* _What is being asked_: The entries follow. Copy every line in which "below" appears.

[Dataset records]
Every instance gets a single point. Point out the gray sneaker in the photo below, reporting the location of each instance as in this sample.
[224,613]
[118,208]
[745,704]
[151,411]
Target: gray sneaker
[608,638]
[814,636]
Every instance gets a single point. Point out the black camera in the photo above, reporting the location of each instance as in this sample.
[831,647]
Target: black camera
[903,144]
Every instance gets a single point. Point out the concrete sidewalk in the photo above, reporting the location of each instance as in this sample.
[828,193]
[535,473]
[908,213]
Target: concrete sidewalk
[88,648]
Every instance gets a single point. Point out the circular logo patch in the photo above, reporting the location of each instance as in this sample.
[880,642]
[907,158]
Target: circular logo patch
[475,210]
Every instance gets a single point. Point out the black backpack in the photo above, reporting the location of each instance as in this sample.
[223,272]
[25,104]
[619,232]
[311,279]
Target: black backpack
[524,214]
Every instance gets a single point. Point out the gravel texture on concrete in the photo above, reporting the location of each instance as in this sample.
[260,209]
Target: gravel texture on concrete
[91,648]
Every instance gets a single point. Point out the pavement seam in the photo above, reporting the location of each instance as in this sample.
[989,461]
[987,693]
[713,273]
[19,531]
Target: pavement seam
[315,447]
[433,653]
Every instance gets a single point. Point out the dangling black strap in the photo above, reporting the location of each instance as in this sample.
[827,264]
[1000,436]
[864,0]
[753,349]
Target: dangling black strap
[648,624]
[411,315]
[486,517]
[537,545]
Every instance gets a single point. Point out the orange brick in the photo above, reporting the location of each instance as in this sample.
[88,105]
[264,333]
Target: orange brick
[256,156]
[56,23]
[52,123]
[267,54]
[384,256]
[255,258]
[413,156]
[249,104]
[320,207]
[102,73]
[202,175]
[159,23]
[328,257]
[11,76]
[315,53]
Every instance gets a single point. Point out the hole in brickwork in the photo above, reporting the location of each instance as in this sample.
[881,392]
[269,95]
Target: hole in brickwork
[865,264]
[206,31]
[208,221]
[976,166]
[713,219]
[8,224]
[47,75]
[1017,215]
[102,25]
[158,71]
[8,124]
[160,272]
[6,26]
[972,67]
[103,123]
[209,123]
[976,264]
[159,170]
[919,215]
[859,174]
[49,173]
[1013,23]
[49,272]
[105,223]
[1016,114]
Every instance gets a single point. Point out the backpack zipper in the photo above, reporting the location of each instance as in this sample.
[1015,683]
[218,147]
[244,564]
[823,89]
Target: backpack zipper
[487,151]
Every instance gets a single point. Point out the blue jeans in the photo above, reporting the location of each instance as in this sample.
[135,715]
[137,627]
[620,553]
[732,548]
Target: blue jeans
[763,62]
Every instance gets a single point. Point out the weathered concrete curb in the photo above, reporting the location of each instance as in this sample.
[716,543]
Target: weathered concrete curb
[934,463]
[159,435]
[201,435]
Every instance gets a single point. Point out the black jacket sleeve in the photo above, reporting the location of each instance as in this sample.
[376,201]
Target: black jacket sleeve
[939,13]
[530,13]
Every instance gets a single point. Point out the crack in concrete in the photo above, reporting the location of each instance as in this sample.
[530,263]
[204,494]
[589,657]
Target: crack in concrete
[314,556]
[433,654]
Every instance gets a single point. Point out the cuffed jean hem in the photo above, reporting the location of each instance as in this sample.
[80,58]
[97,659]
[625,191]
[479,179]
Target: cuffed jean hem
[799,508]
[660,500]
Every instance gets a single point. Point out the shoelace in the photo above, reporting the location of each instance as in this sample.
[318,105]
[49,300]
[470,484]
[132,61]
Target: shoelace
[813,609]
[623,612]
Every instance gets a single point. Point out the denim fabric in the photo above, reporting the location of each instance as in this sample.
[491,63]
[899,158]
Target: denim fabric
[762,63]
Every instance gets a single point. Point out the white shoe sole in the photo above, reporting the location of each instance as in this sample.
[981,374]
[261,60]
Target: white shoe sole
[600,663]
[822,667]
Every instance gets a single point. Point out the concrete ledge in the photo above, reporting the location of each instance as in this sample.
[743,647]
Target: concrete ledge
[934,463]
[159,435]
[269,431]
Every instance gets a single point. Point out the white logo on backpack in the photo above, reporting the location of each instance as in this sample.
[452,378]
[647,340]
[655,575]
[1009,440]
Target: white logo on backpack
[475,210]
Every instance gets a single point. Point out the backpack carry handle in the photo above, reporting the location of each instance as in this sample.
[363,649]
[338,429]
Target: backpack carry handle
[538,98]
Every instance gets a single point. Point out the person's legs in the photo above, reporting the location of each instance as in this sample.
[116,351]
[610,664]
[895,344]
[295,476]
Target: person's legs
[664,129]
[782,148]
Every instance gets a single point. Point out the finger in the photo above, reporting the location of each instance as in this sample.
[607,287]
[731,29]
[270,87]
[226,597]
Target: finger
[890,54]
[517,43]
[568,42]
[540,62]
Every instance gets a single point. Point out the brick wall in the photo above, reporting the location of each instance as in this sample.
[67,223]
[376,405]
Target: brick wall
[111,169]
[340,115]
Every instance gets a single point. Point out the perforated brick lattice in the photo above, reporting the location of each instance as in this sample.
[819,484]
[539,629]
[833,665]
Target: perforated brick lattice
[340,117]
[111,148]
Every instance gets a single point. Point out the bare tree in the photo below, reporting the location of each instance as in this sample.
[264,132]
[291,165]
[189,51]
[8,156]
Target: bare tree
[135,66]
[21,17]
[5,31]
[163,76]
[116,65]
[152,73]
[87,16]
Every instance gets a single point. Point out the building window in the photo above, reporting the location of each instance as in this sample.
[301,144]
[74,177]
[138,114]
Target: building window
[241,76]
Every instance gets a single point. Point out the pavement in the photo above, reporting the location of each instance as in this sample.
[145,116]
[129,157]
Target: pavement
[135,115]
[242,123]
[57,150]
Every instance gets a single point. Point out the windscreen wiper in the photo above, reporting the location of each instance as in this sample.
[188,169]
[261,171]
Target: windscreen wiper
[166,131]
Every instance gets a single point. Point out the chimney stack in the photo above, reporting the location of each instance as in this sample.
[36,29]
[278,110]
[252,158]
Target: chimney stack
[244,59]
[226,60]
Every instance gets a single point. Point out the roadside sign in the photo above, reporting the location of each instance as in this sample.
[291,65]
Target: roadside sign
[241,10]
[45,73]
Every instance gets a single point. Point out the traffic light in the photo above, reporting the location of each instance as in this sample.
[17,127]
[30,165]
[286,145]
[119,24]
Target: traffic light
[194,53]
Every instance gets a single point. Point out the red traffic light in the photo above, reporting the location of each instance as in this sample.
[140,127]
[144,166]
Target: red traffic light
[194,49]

* _The answer_:
Every instance gets a single point. Point out the gray sneaker in the photo below, reporting the location of each instance as in this sample.
Every instance gets a single point. Point out the bare tree in the photo below, reporting the location of each instance as in this sample.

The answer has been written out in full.